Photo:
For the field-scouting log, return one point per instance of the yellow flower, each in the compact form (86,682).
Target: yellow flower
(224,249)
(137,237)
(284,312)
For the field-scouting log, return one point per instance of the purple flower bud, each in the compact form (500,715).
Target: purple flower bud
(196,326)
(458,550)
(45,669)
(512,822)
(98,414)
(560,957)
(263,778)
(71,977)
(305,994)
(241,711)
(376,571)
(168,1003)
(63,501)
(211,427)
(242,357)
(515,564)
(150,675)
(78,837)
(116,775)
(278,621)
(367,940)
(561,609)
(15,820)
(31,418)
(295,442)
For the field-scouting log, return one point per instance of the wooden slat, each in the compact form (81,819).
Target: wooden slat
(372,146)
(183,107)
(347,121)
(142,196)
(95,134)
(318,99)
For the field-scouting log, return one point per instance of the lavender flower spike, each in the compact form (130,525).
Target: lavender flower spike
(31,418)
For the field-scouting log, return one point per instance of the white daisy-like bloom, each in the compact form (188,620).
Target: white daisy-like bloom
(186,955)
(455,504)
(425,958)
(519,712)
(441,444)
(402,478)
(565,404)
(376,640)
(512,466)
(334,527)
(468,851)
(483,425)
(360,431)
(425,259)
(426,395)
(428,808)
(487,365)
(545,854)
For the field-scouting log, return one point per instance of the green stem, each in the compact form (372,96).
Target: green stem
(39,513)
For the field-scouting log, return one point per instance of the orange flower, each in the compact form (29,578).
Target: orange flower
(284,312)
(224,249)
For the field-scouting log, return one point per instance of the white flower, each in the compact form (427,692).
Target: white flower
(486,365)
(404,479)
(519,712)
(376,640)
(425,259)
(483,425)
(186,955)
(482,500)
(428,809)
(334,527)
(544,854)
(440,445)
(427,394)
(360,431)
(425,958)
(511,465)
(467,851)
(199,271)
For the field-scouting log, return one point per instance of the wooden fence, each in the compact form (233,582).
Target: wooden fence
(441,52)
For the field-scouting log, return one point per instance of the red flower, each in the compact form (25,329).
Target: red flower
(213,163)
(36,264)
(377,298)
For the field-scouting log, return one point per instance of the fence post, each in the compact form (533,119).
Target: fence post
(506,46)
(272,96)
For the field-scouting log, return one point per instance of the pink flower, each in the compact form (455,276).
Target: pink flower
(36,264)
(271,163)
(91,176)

::::::

Krótkie ćwiczenie =
Przekształć powyższe wiersze w listę numerowaną, pomijając puste wiersze.

Odpowiedź poniżej =
1. Photo:
2. For the field-scouting log, return one point per instance of the yellow flower, each in the compact form (86,682).
3. Target: yellow flower
4. (224,249)
5. (137,237)
6. (284,312)
7. For the field-scouting log, return one point per instance of the purple flower bud, each in the compact form (500,715).
8. Target: purple flower bud
9. (196,326)
10. (458,550)
11. (45,669)
12. (512,822)
13. (98,414)
14. (560,957)
15. (263,778)
16. (71,977)
17. (305,994)
18. (241,711)
19. (376,571)
20. (168,1003)
21. (63,501)
22. (211,427)
23. (242,357)
24. (515,564)
25. (150,675)
26. (78,837)
27. (116,775)
28. (278,621)
29. (367,940)
30. (561,609)
31. (15,820)
32. (31,418)
33. (295,442)
34. For the field-scouting log, return one point per instance of the wooden slat, each in the compact form (81,819).
35. Target: wooden slat
36. (372,146)
37. (183,107)
38. (347,121)
39. (142,196)
40. (95,134)
41. (318,99)
42. For the field-scouting log, return one point per instance of the lavender flower spike, each in the compact form (130,525).
43. Target: lavender flower spike
44. (31,418)
45. For the field-scouting log, return one point per instance of the white daisy-like bloom, each in the compact form (188,620).
46. Target: white daisy-like bloom
47. (186,955)
48. (455,504)
49. (425,958)
50. (519,712)
51. (441,444)
52. (402,478)
53. (565,404)
54. (376,640)
55. (512,466)
56. (334,527)
57. (468,851)
58. (483,425)
59. (360,431)
60. (425,259)
61. (426,395)
62. (428,808)
63. (487,365)
64. (545,854)
65. For the field-scouting log, return one point per instance of the green stem, each in the compact form (372,96).
66. Target: green stem
67. (39,513)
68. For the field-scouting log, return one point per instance of the orange flower, each in the compact form (29,578).
69. Target: orange flower
70. (284,312)
71. (224,249)
72. For the field-scouting log, return one point per instance of the white flower, each in the compact form (427,692).
73. Target: white flower
74. (486,365)
75. (404,479)
76. (519,712)
77. (376,640)
78. (425,259)
79. (483,425)
80. (186,955)
81. (482,500)
82. (428,809)
83. (334,527)
84. (544,854)
85. (440,445)
86. (427,394)
87. (360,431)
88. (425,958)
89. (511,465)
90. (467,851)
91. (199,271)
92. For the field-scouting log, return one point per instance of the wooden fence, each in the compact form (233,582).
93. Target: wooden fence
94. (441,52)
95. For the field-scouting log, return one point per instance of the red flower, each in the compact form (25,329).
96. Target: red flower
97. (213,163)
98. (36,264)
99. (377,298)
100. For the field-scouting log, return one point per instance of the fence post, each in the compact form (533,119).
101. Target: fence post
102. (506,46)
103. (272,96)
104. For the field-scouting log, return one point per instance of the pink flower, each in the compact form (455,276).
105. Target: pink flower
106. (36,264)
107. (271,163)
108. (91,176)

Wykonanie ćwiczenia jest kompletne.